> **TRY IT**:
What you return should match the records below exactly.

- - - - - - -

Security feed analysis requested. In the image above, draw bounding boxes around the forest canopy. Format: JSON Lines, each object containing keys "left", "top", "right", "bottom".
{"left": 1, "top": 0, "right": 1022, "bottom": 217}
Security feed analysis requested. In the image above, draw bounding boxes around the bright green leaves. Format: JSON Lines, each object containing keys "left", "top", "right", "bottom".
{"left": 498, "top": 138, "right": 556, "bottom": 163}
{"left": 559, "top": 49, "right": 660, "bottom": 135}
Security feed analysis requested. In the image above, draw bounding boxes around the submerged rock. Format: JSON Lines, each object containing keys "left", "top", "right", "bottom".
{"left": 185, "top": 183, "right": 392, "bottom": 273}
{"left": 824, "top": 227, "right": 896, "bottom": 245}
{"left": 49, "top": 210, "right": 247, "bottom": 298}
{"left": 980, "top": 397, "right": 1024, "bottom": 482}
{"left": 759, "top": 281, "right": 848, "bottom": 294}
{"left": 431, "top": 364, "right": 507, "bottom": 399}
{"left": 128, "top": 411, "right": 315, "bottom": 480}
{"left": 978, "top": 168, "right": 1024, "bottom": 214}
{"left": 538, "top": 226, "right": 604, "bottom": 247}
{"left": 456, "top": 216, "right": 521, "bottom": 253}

- - - - - - -

> **RESPONSE TO THIS EXERCISE**:
Security feed analysis requested. In the image above, draw bounding boxes around the forest canopy. Format: JSON Lines, each object containing keys "left", "top", "right", "bottom".
{"left": 1, "top": 0, "right": 1022, "bottom": 217}
Security feed analysis requested. In the image above, draw bounding boxes around the bright green leaves. Format: JSON Lines, each object containing keys "left", "top", "right", "bottom".
{"left": 498, "top": 138, "right": 556, "bottom": 163}
{"left": 559, "top": 49, "right": 660, "bottom": 135}
Security feed analysis requested. In the image above, draw bounding boxes around the submerged rock. Format: JSON Lines, each object containing keys "left", "top", "right", "bottom".
{"left": 185, "top": 183, "right": 392, "bottom": 273}
{"left": 824, "top": 227, "right": 896, "bottom": 245}
{"left": 49, "top": 210, "right": 247, "bottom": 298}
{"left": 980, "top": 397, "right": 1024, "bottom": 482}
{"left": 759, "top": 281, "right": 848, "bottom": 294}
{"left": 431, "top": 364, "right": 507, "bottom": 399}
{"left": 128, "top": 411, "right": 315, "bottom": 480}
{"left": 978, "top": 168, "right": 1024, "bottom": 214}
{"left": 538, "top": 226, "right": 604, "bottom": 247}
{"left": 456, "top": 216, "right": 521, "bottom": 253}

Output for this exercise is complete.